#### Goal of the exercise:
Only the closing stretch of the material belongs in the answer: the line containing "ok thinking aloud here... I gotta find the split" and every line after it, copied exactly.

#### Material shown:
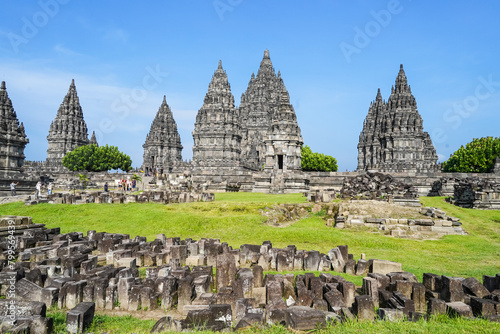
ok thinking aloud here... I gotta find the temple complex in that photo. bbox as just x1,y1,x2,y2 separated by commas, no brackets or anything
46,79,90,165
2,55,498,196
0,81,29,177
357,65,438,173
142,96,183,173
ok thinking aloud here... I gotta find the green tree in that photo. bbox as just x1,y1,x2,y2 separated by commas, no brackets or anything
442,136,500,173
63,144,132,172
301,145,338,172
78,173,89,189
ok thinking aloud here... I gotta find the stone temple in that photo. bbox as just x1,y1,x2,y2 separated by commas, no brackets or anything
357,65,438,173
142,96,183,173
239,50,290,170
189,50,303,172
0,81,29,177
46,79,91,166
192,60,242,167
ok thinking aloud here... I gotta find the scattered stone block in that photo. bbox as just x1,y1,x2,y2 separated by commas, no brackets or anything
66,302,95,334
446,301,473,318
285,306,326,330
354,295,374,321
370,259,402,275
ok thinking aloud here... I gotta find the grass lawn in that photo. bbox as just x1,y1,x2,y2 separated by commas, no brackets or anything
2,193,500,333
1,193,498,281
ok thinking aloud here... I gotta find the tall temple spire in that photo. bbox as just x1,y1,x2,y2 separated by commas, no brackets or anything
192,61,241,167
0,81,29,176
263,83,303,172
257,49,274,76
89,131,98,146
357,65,437,173
46,79,90,165
238,49,287,169
376,88,382,102
142,95,183,172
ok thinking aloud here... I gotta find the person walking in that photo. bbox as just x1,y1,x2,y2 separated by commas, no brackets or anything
10,181,18,196
47,182,53,195
104,182,109,192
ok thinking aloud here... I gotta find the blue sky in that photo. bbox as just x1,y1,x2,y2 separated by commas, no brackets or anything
0,0,499,171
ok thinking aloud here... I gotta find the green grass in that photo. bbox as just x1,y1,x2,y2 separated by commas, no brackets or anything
46,310,500,333
1,194,498,282
2,193,499,333
48,310,157,333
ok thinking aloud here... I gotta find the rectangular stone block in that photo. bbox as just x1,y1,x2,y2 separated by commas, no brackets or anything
369,259,402,275
66,302,95,334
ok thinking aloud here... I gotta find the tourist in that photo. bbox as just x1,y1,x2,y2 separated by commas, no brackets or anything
132,179,136,190
35,181,42,199
10,181,18,196
47,182,53,195
118,179,122,191
122,178,127,192
104,182,108,192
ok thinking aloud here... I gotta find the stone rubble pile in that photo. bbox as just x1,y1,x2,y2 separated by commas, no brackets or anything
0,216,498,333
450,177,500,210
340,172,419,206
24,190,215,206
335,206,465,239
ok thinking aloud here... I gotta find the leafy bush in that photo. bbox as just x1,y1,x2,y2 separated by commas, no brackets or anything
301,145,338,172
442,137,500,173
63,144,132,172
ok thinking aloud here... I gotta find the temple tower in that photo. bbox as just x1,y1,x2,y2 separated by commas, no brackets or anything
0,81,29,176
142,95,183,173
192,61,241,167
264,84,303,171
46,79,90,165
357,65,438,173
239,50,283,169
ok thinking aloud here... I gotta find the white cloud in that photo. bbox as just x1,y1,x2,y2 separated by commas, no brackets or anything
53,44,85,57
103,28,128,44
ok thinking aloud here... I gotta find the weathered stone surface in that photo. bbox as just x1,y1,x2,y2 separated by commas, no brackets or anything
66,302,95,334
362,277,379,308
216,252,237,291
370,259,402,275
441,276,464,302
427,298,446,315
354,295,375,321
470,297,497,317
378,308,405,321
285,306,326,330
446,301,473,318
462,277,490,298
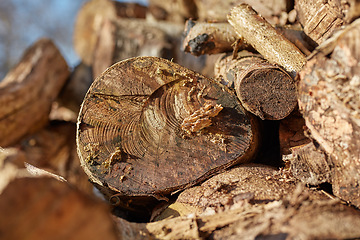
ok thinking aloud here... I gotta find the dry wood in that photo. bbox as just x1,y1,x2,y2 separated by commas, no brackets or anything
57,62,93,113
182,20,251,56
228,4,306,77
111,184,360,239
77,57,260,212
182,21,316,57
295,0,353,44
0,39,69,147
298,19,360,207
279,109,311,155
214,52,297,120
92,18,173,78
153,164,328,220
0,177,118,240
194,0,292,24
73,0,147,65
283,142,332,186
148,0,197,23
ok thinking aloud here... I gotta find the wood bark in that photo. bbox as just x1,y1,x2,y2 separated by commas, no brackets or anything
228,4,306,77
182,21,316,57
92,18,173,78
278,109,311,155
283,142,332,186
73,0,147,65
77,57,260,214
0,39,69,147
214,52,297,120
298,19,360,207
294,0,358,44
194,0,292,24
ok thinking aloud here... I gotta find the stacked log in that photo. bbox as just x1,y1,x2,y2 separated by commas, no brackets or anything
1,0,360,239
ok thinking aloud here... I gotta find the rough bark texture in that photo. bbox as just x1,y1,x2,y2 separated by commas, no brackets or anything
215,52,297,120
228,4,306,77
77,57,260,205
298,19,360,207
283,142,332,186
153,164,328,220
295,0,352,45
112,184,360,240
0,39,69,147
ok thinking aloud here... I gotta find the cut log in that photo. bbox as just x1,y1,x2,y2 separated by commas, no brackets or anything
294,0,356,44
214,52,297,120
0,177,117,240
92,18,173,78
182,20,316,57
73,0,147,65
148,0,197,23
228,4,306,77
298,19,360,207
194,0,292,24
0,39,69,147
77,57,260,214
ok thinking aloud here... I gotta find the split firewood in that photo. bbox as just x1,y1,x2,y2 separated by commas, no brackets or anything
194,0,292,24
279,109,311,155
153,164,328,220
183,20,316,57
0,39,69,147
214,52,297,120
0,177,118,240
228,4,306,77
73,0,147,65
92,18,173,78
295,0,359,44
148,0,197,23
298,19,360,207
112,184,360,239
76,57,260,219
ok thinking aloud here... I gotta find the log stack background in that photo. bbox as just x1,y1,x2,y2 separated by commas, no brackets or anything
1,0,360,239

#### Solution to this exercise:
ok thinking aloud here... I gotta find the split firewood in that photo. bbox as just x1,y1,x2,y2 separated by commas, no brackets or anything
194,0,292,24
279,109,311,155
153,164,328,220
183,20,316,57
0,39,69,147
214,52,297,120
0,177,118,240
228,4,306,77
73,0,147,65
92,18,173,78
295,0,359,44
148,0,197,23
298,19,360,207
112,184,360,239
76,57,260,219
ok thinking aloud here... I gotta find the log stack background in that photo. bbox as just x1,y1,x2,y2 separated by commas, no brackets or anything
1,0,360,239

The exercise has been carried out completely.